## Texte à lire
▬▬▬▬▬▬

Le vétéran, membre du Congrès national africain (ANC, au pouvoir), se joint au concert de critiques visant le chef d’Etat sud-africain et réclamant son départ. Ces appels à la démission font suite à l’arrêt historique rendu, jeudi, 31 mars, par la Cour constitutionnelle, et estimant que Jacob Zuma n’avait « pas respecté la constitution » en refusant de rembourser à l’Etat des frais de rénovation de sa propriété privée de Nkandla, dans l’Est du pays.

La semaine dernière, c’est le Umkhonte we Sizwe (Groupe de vétérans de la branche armée de l’ANC), qui avait demandé sa démission.

Zuma, qui a, longtemps, nié toute irrégularité dans le financement public de ces travaux estimés, en 2014, à 216 millions de rands (24 millions de dollars à l’époque), a fini par s’excuser, vendredi, 1er avril, soir, dans un discours télévisé à la nation, d’avoir eu recours aux fonds publics, reconnaissant avoir commis une faute constitutionnelle. Avant, il niait tout en bloc et avait fait subir des pressions énormes à la médiatrice de la République qui soutenait le contraire.

Zuma a, également, promis de se conformer à l’arrêt et de rembourser les frais engagés à titre privé. La Cour a, en effet, jugé que la piscine, le poulailler, l’enclos pour bétail et le centre pour visiteurs du domaine de Nkandla, n’étaient, en rien, liés à la sécurité présidentielle.

▬▬▬▬▬▬

## Les données
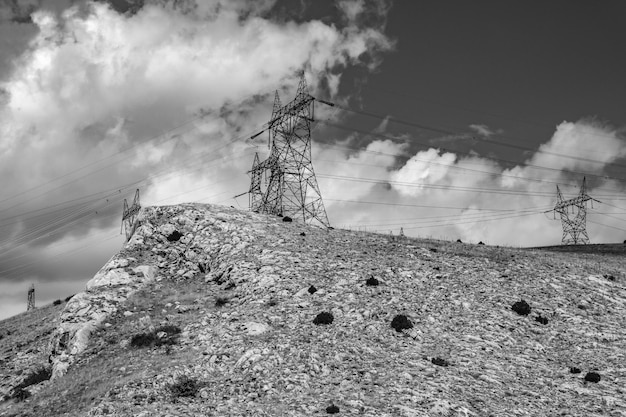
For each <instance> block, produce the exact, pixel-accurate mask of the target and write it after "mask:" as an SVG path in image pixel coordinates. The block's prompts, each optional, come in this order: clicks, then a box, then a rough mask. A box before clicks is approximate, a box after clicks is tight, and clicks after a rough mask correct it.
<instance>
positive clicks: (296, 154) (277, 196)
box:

▬▬▬▬▬▬

## Activités
A: Répondez aux questions suivantes sur le texte consacré à l'affaire de Nkandla :
(i) Quelle juridiction a rendu l'arrêt du jeudi 31 mars ?
(ii) Quel groupe avait réclamé la démission de Jacob Zuma la semaine précédente ?
(iii) Quels éléments du domaine de Nkandla la Cour a-t-elle jugés sans lien avec la sécurité présidentielle ?
B: Écrivez la suite du texte sur l'affaire de Nkandla, à partir de sa dernière phrase.

## Réponses aux activités
A:
(i) La Cour constitutionnelle.
(ii) Le Umkhonte we Sizwe, le groupe de vétérans de la branche armée de l'ANC.
(iii) La piscine, le poulailler, l'enclos pour bétail et le centre pour visiteurs.

B:
Mais, comme il est né avant la honte, Zuma n’a pas osé parler de démission. Du moins, pas pour le moment. Dans sa légèreté habituelle, il s’est borné à reconnaître ses torts (qu’il niait hier), sans en tirer les conséquences qui se doivent, à savoir, sa démission. Zuma est un jouisseur, longtemps brimé par le régime de l’apartheid, qui, finalement, est parvenu à accéder au pouvoir, sans réel vision pour son peuple, et, totalement, ignorant du poids de la responsabilité de sa haute fonction. Jacob Zuma n’aurait, sans doute, pas fait scandale dans aucun autre pays d’Afrique, mais, en Afrique du Sud où la séparation des pouvoirs est de règle, il est sans cesse indexé par ses excès. Finalement, son départ du pouvoir ferait du bien à toute l’Afrique du Sud, du moment où c’est du côté de son mentor, Nelson Mandela, qu’on lui demande, maintenant, de quitter le poste. Son ex-épouse, Xhosazana Dlamini-Zuma, en poste à la présidence de la Commission africaine, à Addis Abeba, a décidé de ne pas briguer un deuxième mandat, en juillet prochain. Sans doute, voudrait-elle ne pas rater l’opportunité d’une fin de mandat calamiteuse de Jacob, pour mieux se positionner. En tout cas, la fin (politique) de cet homme à femmes, risque d’être triste.

Question du vétéran Ahmed Kathrada à Jacob Zuma dans sa lettre ouverte : « Etes-vous conscient que votre contribution remarquable à la lutte de libération se trouverait, sérieusement, ternie si votre mandat comme président continuait à être marqué par des crises et une perte de confiance grandissante dans l’ANC et le gouvernement ? »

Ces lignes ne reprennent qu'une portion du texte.